**Tasks to carry out**
1. In the fellowship profiles, what prize did Jessica Hwang's work on the statistics textbook earn her?
2. Transcribe everything in the fellowship profiles from "David wowed middle" down to "address social problems.".
3. Write the next part of the fellowship profiles, picking up after the sentence about Parameswaran's NASA summer internship.

David wowed middle school students through local science demonstrations, and he and a partner devised a student-run course called Chemistry of Cooking, through which students not only learned chemistry, but also ate their experiments.
Jessica Hwang is a doctoral candidate in the Statistics Department at Stanford. She is a member of the university's Statistics for Social Good working group. She aims to partner with advocacy groups and explore how statistics can be used to identify and address social problems.
She will use the Soros Fellowship award to work toward a doctorate in statistics.
Born in Washington, D.C., Hwang grew up tagging along to the laboratories of her Taiwanese immigrant parents, both scientists. While her parents tended to whirring centrifuges, she would tackle the advanced math problems her mother gave her. On Sundays she attended Chinese language school, an experience that gave her a lifelong love of languages and poetry. Ultimately, though, it was statistics that captured her heart.
As an undergraduate at Harvard University, Hwang achieved top honors in PhD-level classes and worked as a teaching fellow for an introductory probability class. Rather than attracting the typical five to 10 students, her section drew more than 100 , and a larger room had to be found.
She was subsequently invited to co-author a statistics textbook with her professor. Her work on the textbook won her the Thomas T. Hoopes Prize for best senior thesis. She accomplished all this while managing a 50-person student orchestra and tutoring immigrant students.
Ramya Parameswaran, a 2010 alumna, is an MD/PhD candidate at the University of Chicago, where she is studying nanoscale biomaterials that can interface with immune cells. She also volunteers at the Maria Shelter for women and children on Chicago's South Side.
She will use the Soros Fellowship award to work toward an MD degree and a doctorate in biophysical sciences.
She earned a bachelor's degree in chemical engineering at Stanford, where she was awarded a Firestone Medal for Excellence in Undergraduate Research for her study of cancer in genetically engineered mice.
Parameswaran, who grew up in the Bay Area, was a gifted violinist and performer of Bharathanataym (South Indian classical dance). Ultimately, though, she was won over by the excitement and rigor of science.
As a high school student, she got her first exposure to scientific innovation during a summer internship at NASA.

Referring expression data
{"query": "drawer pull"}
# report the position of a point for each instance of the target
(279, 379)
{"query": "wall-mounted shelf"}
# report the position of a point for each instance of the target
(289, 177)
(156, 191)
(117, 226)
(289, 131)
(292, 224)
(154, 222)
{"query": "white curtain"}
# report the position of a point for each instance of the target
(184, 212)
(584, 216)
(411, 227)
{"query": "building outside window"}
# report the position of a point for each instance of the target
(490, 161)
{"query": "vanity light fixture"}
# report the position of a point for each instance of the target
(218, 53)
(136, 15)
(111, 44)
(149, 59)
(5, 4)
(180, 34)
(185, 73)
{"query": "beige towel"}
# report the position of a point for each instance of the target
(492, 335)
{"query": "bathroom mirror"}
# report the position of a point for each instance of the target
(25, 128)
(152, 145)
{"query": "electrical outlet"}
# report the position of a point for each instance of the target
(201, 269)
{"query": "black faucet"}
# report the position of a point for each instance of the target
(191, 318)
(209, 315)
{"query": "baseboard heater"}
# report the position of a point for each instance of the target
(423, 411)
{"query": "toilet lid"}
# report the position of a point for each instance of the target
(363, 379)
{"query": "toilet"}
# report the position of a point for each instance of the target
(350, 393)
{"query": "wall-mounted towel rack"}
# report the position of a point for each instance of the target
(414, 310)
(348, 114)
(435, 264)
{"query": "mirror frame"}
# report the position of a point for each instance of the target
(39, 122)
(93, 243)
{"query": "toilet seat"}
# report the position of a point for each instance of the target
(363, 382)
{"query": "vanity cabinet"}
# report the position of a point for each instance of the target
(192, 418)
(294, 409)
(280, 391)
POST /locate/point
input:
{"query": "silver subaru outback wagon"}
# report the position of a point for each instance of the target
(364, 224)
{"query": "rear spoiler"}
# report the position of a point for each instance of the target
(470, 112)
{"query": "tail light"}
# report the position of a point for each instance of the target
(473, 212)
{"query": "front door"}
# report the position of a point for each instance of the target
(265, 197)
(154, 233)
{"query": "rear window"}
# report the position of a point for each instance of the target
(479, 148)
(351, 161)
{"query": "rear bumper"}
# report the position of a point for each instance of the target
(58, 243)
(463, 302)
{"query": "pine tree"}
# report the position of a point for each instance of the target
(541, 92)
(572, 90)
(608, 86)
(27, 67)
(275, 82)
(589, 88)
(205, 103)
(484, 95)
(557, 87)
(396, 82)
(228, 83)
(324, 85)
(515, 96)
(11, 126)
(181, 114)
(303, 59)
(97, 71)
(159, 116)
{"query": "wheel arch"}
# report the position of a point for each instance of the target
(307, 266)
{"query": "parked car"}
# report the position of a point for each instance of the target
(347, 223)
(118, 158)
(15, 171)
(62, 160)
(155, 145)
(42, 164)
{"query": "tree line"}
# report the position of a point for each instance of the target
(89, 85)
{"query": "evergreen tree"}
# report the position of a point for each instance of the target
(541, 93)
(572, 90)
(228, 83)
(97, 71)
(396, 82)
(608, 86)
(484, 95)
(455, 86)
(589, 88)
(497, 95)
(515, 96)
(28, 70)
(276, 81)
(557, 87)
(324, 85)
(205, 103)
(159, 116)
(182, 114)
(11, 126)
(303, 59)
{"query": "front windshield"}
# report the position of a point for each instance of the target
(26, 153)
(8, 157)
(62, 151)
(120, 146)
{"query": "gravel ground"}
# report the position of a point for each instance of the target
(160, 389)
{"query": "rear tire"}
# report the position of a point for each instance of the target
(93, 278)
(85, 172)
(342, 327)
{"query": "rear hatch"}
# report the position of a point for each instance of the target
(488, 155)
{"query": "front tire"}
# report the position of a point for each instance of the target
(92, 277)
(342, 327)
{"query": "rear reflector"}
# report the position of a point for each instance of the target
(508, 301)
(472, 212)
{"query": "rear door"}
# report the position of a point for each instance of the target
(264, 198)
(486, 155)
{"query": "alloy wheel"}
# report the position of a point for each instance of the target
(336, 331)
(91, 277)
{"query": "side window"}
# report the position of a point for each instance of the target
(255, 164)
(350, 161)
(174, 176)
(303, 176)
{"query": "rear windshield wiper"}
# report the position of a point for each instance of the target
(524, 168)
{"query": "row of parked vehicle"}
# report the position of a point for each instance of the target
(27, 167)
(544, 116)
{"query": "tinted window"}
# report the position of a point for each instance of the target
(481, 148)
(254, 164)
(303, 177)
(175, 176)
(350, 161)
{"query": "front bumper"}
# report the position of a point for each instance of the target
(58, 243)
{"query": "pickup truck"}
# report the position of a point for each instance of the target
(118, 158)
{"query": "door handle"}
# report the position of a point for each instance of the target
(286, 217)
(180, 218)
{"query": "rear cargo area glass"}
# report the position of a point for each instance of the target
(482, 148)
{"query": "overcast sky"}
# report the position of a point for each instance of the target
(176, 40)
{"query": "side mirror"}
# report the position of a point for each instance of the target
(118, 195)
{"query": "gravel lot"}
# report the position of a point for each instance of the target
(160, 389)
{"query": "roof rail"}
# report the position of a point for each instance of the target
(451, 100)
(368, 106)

**Answers provided**
1. The Thomas T. Hoopes Prize for best senior thesis.

2.
David wowed middle school students through local science demonstrations, and he and a partner devised a student-run course called Chemistry of Cooking, through which students not only learned chemistry, but also ate their experiments.
Jessica Hwang is a doctoral candidate in the Statistics Department at Stanford. She is a member of the university's Statistics for Social Good working group. She aims to partner with advocacy groups and explore how statistics can be used to identify and address social problems.

3.
The daughter of Indian immigrants, Parameswaran often found herself caught between two passions. Her parents and grandparents strongly encouraged her to excel in her academic pursuits. She also saw that women in communities all over the world, including South Asia, were often undervalued and mistreated. Seeing this gave her a strong interest in women's health and influenced her decision to pursue a dual career as a research scientist and practicing physician.
Jonathan Tsai is a student in the MD/PhD program at the Stanford School of Medicine.
He is working under Irving Weissman, a professor of pathology and of developmental biology, and the Virginia & D.K. Ludwig Professor for Clinical Investigation in Cancer Research, to develop new tools to study blood and solid organ development and regeneration.
During Tsai's first year at Stanford Medical School, he worked with a 12-year-old living with leukemia, whose optimism and humor inspired him to focus on pediatric oncology.
He will use the Soros Fellowship award to work toward an MD degree and a doctorate in developmental biology.
Tsai, the son of Chinese immigrants, grew up in Silicon Valley and moved to Brussels with his family as a teenager.
He graduated with honors from the California Institute of Technology (Caltech). Working in the lab of David Baltimore, a biology professor and former Caltech president, Tsai developed and patented a technology to isolate T-cell receptor genes from single tumor infiltrating cells, creating new proteins able to kill melanomas.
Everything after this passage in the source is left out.